Each entry must be given again exactly; images do not belong in the copy.

[begin Data shown]

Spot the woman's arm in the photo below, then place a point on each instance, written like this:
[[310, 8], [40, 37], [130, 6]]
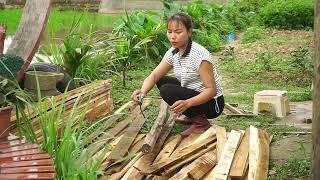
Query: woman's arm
[[206, 76], [162, 69]]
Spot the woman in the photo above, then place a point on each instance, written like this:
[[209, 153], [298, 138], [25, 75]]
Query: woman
[[195, 93]]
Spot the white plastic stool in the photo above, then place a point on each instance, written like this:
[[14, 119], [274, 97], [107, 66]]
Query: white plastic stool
[[275, 101]]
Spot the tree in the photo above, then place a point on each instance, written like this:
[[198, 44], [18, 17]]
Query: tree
[[316, 97]]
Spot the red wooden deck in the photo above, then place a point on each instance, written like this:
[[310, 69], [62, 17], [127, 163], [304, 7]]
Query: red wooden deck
[[22, 160]]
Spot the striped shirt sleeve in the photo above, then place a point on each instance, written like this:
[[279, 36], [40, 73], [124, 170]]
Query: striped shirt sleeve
[[202, 56], [169, 56]]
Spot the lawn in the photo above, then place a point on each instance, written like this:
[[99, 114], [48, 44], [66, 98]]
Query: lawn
[[275, 60]]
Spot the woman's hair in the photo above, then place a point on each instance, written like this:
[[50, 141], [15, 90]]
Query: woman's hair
[[183, 18]]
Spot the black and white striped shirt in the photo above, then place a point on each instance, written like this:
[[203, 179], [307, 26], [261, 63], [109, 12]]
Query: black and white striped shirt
[[186, 67]]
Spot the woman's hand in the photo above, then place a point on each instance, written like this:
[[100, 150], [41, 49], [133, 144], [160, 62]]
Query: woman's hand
[[137, 92], [180, 106]]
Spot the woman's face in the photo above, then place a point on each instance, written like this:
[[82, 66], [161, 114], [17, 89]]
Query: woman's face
[[178, 34]]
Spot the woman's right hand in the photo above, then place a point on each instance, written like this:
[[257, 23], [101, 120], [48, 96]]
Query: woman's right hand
[[137, 92]]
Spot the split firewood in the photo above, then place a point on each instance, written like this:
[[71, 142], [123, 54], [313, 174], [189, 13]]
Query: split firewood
[[227, 155], [154, 133], [241, 160], [147, 159], [183, 153], [221, 140]]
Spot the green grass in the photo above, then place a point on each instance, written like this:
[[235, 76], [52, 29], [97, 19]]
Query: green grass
[[291, 169], [59, 21]]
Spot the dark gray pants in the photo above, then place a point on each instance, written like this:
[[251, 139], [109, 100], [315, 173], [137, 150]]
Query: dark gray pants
[[171, 91]]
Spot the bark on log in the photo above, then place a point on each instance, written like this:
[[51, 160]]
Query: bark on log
[[156, 129]]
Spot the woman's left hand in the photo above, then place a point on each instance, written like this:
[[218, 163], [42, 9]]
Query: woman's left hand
[[180, 106]]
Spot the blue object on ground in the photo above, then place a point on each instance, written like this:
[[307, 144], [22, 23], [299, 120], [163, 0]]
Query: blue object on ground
[[231, 37]]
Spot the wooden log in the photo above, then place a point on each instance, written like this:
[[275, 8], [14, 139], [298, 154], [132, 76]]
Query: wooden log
[[253, 152], [227, 155], [169, 171], [115, 131], [232, 109], [241, 159], [185, 152], [147, 159], [183, 173], [154, 133], [263, 161], [203, 165], [123, 107], [123, 146], [186, 141], [98, 132], [126, 168], [211, 174], [221, 140], [26, 40], [168, 149]]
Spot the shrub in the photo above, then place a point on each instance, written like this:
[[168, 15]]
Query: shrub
[[253, 33], [211, 41], [10, 65], [288, 14]]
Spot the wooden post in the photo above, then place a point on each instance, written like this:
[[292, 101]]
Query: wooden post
[[3, 29], [26, 41], [316, 97]]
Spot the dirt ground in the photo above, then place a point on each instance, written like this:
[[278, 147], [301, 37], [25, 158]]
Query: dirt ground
[[294, 145]]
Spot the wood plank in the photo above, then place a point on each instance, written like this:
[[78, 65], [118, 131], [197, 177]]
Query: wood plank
[[24, 158], [41, 162], [168, 149], [98, 132], [203, 165], [147, 159], [27, 38], [227, 155], [221, 140], [123, 146], [20, 153], [12, 143], [263, 162], [183, 173], [123, 107], [170, 170], [125, 169], [19, 148], [186, 141], [30, 169], [185, 152], [211, 174], [155, 130], [253, 152], [241, 159], [28, 176]]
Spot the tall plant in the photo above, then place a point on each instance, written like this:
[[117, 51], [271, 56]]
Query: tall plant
[[62, 138], [137, 34]]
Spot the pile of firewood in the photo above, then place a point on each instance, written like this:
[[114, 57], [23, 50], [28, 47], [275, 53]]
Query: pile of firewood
[[213, 154]]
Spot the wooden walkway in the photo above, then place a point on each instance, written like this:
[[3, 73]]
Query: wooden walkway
[[22, 160]]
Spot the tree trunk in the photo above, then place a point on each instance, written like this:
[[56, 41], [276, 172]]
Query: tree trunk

[end Data shown]

§ **The result**
Spot the woman's arm in the photo below, then place a point on each instance, written like this:
[[310, 8], [40, 37], [130, 6]]
Query: woman's arm
[[206, 76], [162, 69]]
Spot the woman in the photo above, then place a point on each instance, written like this:
[[209, 153], [298, 138], [25, 75]]
Query: woman
[[195, 93]]
Spot the white plastic stool in the photo above, then place a point on each instance, written like this:
[[14, 119], [274, 97], [107, 66]]
Query: white plastic stool
[[275, 101]]
Spot the tree in the photo above, then place a point on each instance, written like this:
[[198, 44], [18, 17]]
Query: tree
[[316, 97]]
Spot the red wooden deck in the photo above, then place a point on each instance, written like this:
[[310, 69], [62, 17], [127, 163], [304, 7]]
Query: red wooden deck
[[22, 160]]
Spot the striped shirt sleeve in the photo above, then place a point on each instance, written like this:
[[279, 36], [40, 73], [124, 170]]
Query: striped shirt sleeve
[[202, 56], [169, 56]]
Spot the lawn in the photo above, then place a point on each instance, written like this:
[[99, 114], [48, 44], [66, 98]]
Query: lawn
[[275, 60]]
Spot the woman's hair in the photo above, then place a point on each instance, written like this:
[[50, 141], [15, 90]]
Query: woman's hair
[[183, 18]]
Spot the black and white striped shirt in the photo above, then place a point on each instance, written like this:
[[203, 179], [307, 26], [261, 63], [109, 12]]
Query: black and white striped shirt
[[186, 67]]
Spot the woman's hand in the photo above, then place a point on each instance, written like this:
[[100, 150], [41, 49], [133, 144], [160, 62]]
Query: woman's hand
[[137, 92], [180, 106]]
Spot the woman's face in the photo above, then place a point on each instance, written like this:
[[82, 66], [161, 114], [17, 89]]
Query: woman's face
[[178, 34]]
Spot the woman's right hand in the photo above, then place a point on each instance, written like this:
[[257, 23], [101, 120], [48, 96]]
Query: woman's right hand
[[137, 92]]
Spot the split firewood in the photo above, then place a point on each instance, written like this:
[[71, 142], [123, 54], [313, 174], [189, 13]]
Query: split firewood
[[227, 155], [154, 133], [241, 160], [147, 159], [183, 153], [221, 140]]
Spot the green grass in the photo above, then place a point on each instance, written like this:
[[235, 76], [52, 29], [97, 19]]
Query: green grass
[[291, 169], [59, 21]]
Spot the dark gray pants in the photo above, then place a point on each instance, written like this:
[[251, 139], [109, 100], [315, 173], [137, 150]]
Query: dark gray pants
[[171, 91]]
Spot the bark on log in the photo above, then place a point on each instance, written like this:
[[51, 160]]
Query: bark on log
[[156, 129]]
Spot the woman's left hand in the photo above, then place a point on each instance, written like this:
[[218, 163], [42, 9]]
Query: woman's left hand
[[180, 106]]
Spot the blue object on ground in the photo above, then place a point on each instance, written like this:
[[307, 144], [22, 23], [299, 120], [163, 0]]
Query: blue object on ground
[[231, 37]]
Spot the wooden log in the photo above, then place a point on each instance, written like this:
[[275, 8], [14, 139], [298, 154], [132, 76]]
Query: wooden log
[[253, 152], [227, 155], [169, 171], [115, 131], [232, 109], [241, 159], [185, 152], [147, 159], [183, 173], [154, 133], [263, 161], [203, 165], [123, 107], [123, 146], [186, 141], [98, 132], [126, 168], [211, 174], [221, 140], [26, 40], [168, 149]]
Spot the shrub in the photo above, then place a point on each instance, written like this:
[[168, 15]]
Query: shrub
[[253, 33], [211, 41], [10, 65], [288, 14]]
Spot the wooden post in the photo above, then place a point on each instance, written like this:
[[292, 101]]
Query: wooden post
[[3, 29], [26, 41], [316, 97]]
Spot the dirt ground in the photo above, then place a point on each instance, written like this:
[[278, 147], [301, 37], [25, 158]]
Query: dirt ground
[[294, 145]]
Spot the wood plank in the photo above, then place a point on each instance, written like this:
[[78, 65], [118, 131], [197, 177]]
Query: wood plank
[[24, 158], [41, 162], [168, 149], [98, 132], [203, 165], [147, 159], [27, 38], [227, 155], [221, 140], [123, 146], [20, 153], [12, 143], [263, 162], [183, 173], [123, 107], [170, 170], [125, 169], [19, 148], [186, 141], [30, 169], [185, 152], [211, 174], [155, 130], [253, 152], [241, 159], [28, 176]]
Spot the tall plant in the photo above, then place a point on each instance, written like this:
[[117, 51], [271, 56]]
Query: tall plant
[[62, 138], [137, 34]]
Spot the pile of firewood in the photo above, then place a point on each instance, written like this:
[[114, 57], [23, 50], [28, 47], [275, 53]]
Query: pile of firewood
[[213, 154]]
Spot the wooden walkway in the photo above, then place a point on each instance, written like this:
[[3, 73]]
Query: wooden walkway
[[22, 160]]
Spot the tree trunk in the photo above, then place a point on each instance, written like this:
[[56, 41], [276, 172]]
Query: tree trunk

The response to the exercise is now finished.